#### MATERIAL FOR THIS TASK:
········
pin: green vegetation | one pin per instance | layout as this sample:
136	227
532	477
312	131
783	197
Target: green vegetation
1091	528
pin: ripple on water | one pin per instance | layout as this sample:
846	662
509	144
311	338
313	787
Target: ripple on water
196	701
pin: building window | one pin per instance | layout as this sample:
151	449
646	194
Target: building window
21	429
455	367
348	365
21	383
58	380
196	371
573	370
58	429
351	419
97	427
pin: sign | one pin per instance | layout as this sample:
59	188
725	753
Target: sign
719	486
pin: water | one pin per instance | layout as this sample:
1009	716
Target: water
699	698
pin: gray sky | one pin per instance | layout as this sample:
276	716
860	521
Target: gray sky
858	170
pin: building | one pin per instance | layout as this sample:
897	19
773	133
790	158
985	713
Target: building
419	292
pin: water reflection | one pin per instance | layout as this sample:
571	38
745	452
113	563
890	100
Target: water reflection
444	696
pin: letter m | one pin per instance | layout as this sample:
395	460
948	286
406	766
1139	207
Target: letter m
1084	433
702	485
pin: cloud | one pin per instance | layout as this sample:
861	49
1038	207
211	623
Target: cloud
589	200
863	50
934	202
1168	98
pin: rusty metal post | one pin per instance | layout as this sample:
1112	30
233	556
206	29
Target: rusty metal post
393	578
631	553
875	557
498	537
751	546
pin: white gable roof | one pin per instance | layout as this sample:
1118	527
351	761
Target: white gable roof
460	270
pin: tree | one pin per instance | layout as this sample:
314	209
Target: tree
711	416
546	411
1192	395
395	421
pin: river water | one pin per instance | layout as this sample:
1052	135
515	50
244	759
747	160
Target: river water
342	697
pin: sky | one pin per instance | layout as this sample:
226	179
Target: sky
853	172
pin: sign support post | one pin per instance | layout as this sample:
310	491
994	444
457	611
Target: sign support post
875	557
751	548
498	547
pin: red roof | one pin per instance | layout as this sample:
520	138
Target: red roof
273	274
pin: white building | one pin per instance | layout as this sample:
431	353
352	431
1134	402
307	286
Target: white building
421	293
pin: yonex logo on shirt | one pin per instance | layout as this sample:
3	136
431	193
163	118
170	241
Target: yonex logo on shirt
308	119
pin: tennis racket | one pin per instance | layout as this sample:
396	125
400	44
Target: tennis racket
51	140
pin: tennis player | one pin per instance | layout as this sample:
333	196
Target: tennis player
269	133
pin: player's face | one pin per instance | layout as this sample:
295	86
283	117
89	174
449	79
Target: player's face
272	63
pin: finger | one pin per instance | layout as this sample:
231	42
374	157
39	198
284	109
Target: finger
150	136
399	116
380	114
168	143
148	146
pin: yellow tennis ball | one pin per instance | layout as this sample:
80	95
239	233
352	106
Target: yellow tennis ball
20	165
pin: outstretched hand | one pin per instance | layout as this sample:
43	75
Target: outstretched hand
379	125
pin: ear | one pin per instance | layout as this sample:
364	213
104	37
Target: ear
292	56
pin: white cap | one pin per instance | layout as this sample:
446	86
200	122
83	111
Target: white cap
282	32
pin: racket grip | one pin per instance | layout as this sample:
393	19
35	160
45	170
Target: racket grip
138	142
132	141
········
#### SHORT TASK:
Please repeat the lines from the one with "pin: sign support" up to and including the last line of the records, keeping them exactly as they appear.

#### RESULT FOR THIS EXERCISE:
pin: sign support post | one pin per instance | layout as this sample:
310	491
994	444
457	611
Target: sign support post
875	557
751	548
498	547
pin: red roof | one pin per instance | layout as this sample:
520	138
Target: red roof
273	274
pin: white building | one pin per instance | layout as this sample:
431	353
352	431
1134	402
307	286
Target: white building
421	293
pin: yonex logo on shirt | one pin per instance | layout as this sample:
3	136
431	193
163	118
170	241
Target: yonex logo on shirt
308	119
pin: tennis racket | one pin per instance | layout as this sample:
396	125
400	44
Target: tennis racket
51	140
pin: tennis player | one pin per instance | layout as this sample:
333	196
Target: tennis player
269	133
pin: player's face | one pin per instance | layout as this sample:
295	86
283	117
89	174
449	79
Target: player's face
272	63
pin: finger | one pin per instance | layout as this sample:
231	42
374	157
39	198
284	109
Target: finger
150	136
399	116
380	114
168	143
148	146
pin: yellow tennis ball | one pin per instance | layout as this sample:
80	95
239	233
352	106
Target: yellow tennis ball
20	165
pin: outstretched hand | one pin per instance | layout as this sample:
43	75
Target: outstretched hand
379	125
pin: ear | one pin per instance | layout as this sample:
364	213
104	37
Target: ear
292	56
pin: white cap | one pin per instance | layout as this sample:
446	86
200	122
83	111
Target: white cap
282	32
pin: racket grip | one pin per instance | layout as this sample:
393	19
35	160
45	170
Target: racket grip
138	142
132	141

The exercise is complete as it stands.